### What you have to do
Without including any images, repeat the data exactly.
((
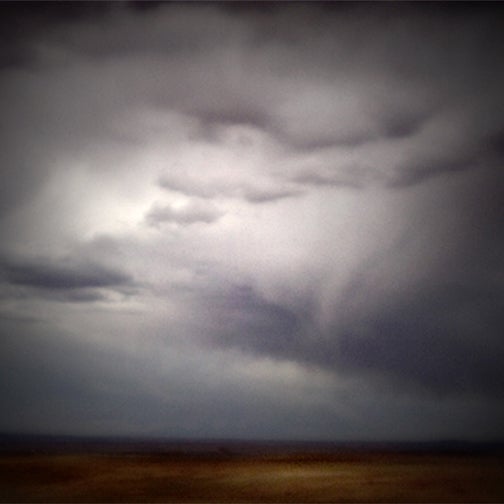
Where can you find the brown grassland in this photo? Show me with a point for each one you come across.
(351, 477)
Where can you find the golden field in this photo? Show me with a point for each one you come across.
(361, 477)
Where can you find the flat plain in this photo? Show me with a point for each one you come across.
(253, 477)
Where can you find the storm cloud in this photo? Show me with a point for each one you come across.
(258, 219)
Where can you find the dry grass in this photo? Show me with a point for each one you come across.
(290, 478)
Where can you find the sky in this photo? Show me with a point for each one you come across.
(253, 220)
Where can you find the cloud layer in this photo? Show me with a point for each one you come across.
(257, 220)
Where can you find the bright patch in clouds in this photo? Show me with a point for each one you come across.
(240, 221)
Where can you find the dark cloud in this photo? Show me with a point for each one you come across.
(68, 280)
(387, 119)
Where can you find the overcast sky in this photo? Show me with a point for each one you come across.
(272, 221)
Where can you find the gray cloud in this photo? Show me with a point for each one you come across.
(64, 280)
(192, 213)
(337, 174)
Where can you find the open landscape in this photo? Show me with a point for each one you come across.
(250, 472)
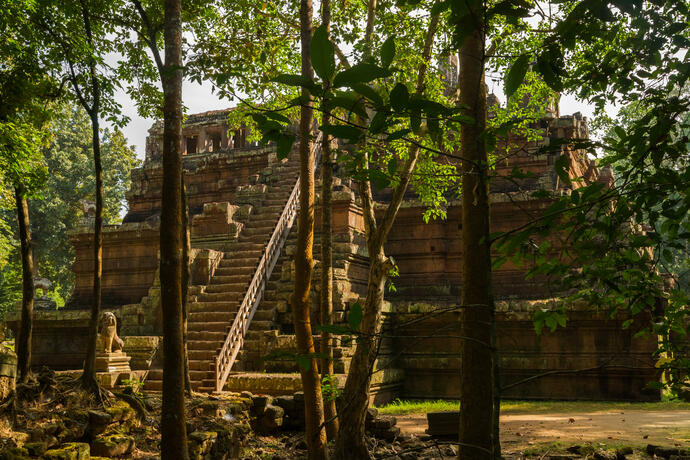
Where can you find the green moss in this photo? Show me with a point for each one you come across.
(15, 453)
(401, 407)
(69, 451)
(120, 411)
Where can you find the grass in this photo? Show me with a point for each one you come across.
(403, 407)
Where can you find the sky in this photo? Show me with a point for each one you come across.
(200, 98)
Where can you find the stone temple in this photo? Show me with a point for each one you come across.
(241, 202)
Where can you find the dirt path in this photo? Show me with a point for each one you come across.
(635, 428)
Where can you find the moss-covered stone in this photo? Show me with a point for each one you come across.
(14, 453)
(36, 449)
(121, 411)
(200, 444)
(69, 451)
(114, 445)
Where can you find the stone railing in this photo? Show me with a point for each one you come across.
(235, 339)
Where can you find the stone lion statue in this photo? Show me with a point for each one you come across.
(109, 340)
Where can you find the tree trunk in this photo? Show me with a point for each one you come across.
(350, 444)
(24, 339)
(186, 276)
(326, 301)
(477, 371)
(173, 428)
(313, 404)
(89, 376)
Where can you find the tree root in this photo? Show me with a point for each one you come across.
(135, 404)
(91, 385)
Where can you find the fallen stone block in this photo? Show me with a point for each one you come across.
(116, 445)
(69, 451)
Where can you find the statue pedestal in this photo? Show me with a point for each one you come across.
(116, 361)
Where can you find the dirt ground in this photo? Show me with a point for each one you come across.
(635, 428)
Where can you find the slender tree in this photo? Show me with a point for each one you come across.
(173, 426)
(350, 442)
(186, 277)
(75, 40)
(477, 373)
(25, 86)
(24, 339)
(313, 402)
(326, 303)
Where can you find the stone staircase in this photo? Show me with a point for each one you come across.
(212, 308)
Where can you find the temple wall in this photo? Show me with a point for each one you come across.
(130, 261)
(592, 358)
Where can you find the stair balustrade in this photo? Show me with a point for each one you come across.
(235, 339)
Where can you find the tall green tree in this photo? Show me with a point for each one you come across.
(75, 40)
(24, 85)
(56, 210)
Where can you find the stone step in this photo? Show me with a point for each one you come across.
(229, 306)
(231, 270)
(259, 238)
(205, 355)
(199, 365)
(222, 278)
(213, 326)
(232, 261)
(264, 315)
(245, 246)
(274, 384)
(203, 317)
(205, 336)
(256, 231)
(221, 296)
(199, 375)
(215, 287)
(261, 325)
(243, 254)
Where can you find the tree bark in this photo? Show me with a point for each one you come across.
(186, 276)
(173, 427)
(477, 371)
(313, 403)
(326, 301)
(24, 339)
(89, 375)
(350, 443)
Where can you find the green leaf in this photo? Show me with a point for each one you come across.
))
### Expected answer
Where can you find the brown grassland in this photo? Show me with a point for each one you come across.
(351, 477)
Where can you find the golden field in this photo? Show me with a point for each one you come across.
(361, 477)
Where can you find the flat plain in this photo? Show me with a point for each one you come across.
(253, 477)
Where can you find the storm cloud in this photo? Show me with a point for each one you come across.
(258, 219)
Where can you find the dry grass in this photo? Show me with a point for each one you come across.
(290, 478)
Where can you find the sky in this photo? Show me with a point for each one you come across.
(253, 220)
Where can you find the cloud layer in this photo? Show me with a point for each one you come across.
(257, 220)
Where can you find the bright patch in clouds in this photo? Show me with a point for each one you come across.
(240, 221)
Where can you find the dark cloud in this photo? Show me with a point for each one you come across.
(68, 280)
(387, 119)
Where can you find the overcast sky in this photo? Show me with a point for each one you come across.
(272, 221)
Where can you find the gray cloud in this photo? Show me with a point for each one you come across.
(64, 280)
(192, 213)
(337, 174)
Where can you find the open landscape in this photo? Show me with a point for each one you come across.
(250, 472)
Where can you find the green moss in this photo? Show me with a point for each one you come across.
(15, 453)
(401, 407)
(69, 451)
(120, 411)
Where can you find the grass in this photo? Show me with a point for each one you come across.
(403, 407)
Where can you find the sky in this photo? Show me with a point for each one you come across.
(200, 98)
Where can you find the stone temple in this photo? Show me with a point for each one you come across.
(241, 202)
Where can you find the dirt path in this photo? Show me with a point for each one you come across.
(635, 428)
Where can you find the moss-covered stone in this photo? Show me with a point for each one you come across.
(14, 453)
(36, 449)
(121, 411)
(200, 444)
(69, 451)
(114, 445)
Where can you find the stone railing in this photo? Show me with a point for each one you come across.
(235, 339)
Where can you find the stone lion statue in this photo? Show me with a point for each one you come across.
(109, 340)
Where can you find the tree trunk in this photo? Show me with a point for each one you come across.
(350, 444)
(24, 339)
(186, 276)
(326, 301)
(477, 371)
(173, 428)
(313, 404)
(89, 376)
Where can you find the tree root in this photo? Show me with a point for each one you come across.
(135, 404)
(91, 385)
Where can you find the fallen stone block in this photo? Show me with a point for each one you come across.
(116, 445)
(69, 451)
Where can you find the statue pedestal in this photo? Show me with a point for each one you come across.
(116, 361)
Where can you find the dirt ground in this photo? Show me with a point for each one you come across.
(635, 428)
Where can you find the slender tree in this photo? Show me with a point for each one you come across.
(173, 426)
(350, 442)
(186, 277)
(75, 40)
(477, 373)
(25, 86)
(24, 339)
(313, 402)
(326, 303)
Where can you find the stone staircase in this photo? Show me with a point for each one you come across.
(212, 308)
Where can you find the temple wall in this photo? Show me with a point for each one you come across.
(130, 261)
(592, 358)
Where can you find the stair balustrade in this photo? Show me with a point for each one you come across.
(235, 339)
Where can you find the tall green tree in this photo? Show me with a point for each one you come across.
(75, 40)
(24, 85)
(56, 210)
Where can you find the stone step in this photo? Show me with a point for each one you come across.
(229, 306)
(231, 270)
(259, 238)
(205, 355)
(199, 365)
(222, 278)
(213, 326)
(232, 261)
(264, 315)
(245, 246)
(274, 384)
(203, 317)
(205, 336)
(256, 231)
(221, 296)
(199, 375)
(215, 287)
(261, 325)
(243, 254)
Where can you find the tree bark in this photo? Show me with a point for each one you come across.
(186, 276)
(173, 427)
(477, 371)
(313, 403)
(326, 301)
(24, 339)
(89, 375)
(350, 443)
Where can you find the green leaf in this photo? Show me with a point for each one you come across.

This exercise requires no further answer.